## Provided text

_ _ _

Hmm…I haven’t read that in a while. Not a bad novel, especially in those times during which you are confined to your room/notebook and dream of roadtrips (maybe not always of the Kerouacian kind, though).
I will be on the road beginning tomorrow. However, this will be less of a fun road trip than a hectic drive to Cleveland, where I will be presenting a paper at this year’s M/MLA conference, an activity that needs to be done but for which I really do not have time at this point. Today I sent out applications number 45-49, put together and sent out a panel proposal for next year’s ALA conference, graded some papers, and tried to figure out what to talk about at the conference. (Well, I just started that, got frustrated and stopped. I actually had to look up the title and abstract I submitted about half a year ago and realized that I would have to do some serious cutting/pasting to cut down the relevant paper to conference length–I may in fact just put down some bullet points and give a free presentation–it’s not like I haven’t memorized every word and logical structure/argument of the stuff that has robbed me of many nights of sleep throughout the past few months/years). The two panels I organized revolve around literary realism. I anticipate arriving at the conference along with two colleagues completely deprived of sleep, overcaffeinated, slightly ill, and with the insane smiles of desperation in our faces that are so characteristic of our current situation: doesn’t get any more real than this.

_ _ _

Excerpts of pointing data

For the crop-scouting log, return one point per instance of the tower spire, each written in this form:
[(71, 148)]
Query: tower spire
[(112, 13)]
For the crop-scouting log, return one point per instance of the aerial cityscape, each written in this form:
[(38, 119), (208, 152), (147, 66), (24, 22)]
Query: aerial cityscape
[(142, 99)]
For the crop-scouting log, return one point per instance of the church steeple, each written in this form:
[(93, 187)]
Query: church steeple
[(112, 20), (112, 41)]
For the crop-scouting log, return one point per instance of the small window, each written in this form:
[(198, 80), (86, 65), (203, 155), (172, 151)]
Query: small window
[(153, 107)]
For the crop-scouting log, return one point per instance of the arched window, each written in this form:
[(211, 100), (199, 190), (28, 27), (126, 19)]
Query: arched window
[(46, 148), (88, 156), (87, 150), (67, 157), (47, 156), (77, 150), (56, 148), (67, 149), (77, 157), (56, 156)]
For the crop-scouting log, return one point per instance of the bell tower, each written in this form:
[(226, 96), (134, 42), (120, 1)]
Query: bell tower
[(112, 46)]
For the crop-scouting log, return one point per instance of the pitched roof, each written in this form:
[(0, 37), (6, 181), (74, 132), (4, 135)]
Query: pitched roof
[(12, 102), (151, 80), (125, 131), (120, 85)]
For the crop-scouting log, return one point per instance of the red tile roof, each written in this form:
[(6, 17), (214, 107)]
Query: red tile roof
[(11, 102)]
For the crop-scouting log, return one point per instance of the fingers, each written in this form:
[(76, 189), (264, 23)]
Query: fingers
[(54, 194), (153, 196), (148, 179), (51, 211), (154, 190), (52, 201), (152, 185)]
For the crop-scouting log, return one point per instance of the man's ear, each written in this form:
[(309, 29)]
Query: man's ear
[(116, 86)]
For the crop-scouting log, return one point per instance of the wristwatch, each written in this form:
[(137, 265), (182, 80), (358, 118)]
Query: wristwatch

_ _ _

## To do
In the provided text about the trip to Cleveland, what subject do the two panels the writer organized revolve around? The material plays no part in what comes next.

## Task solution
Literary realism.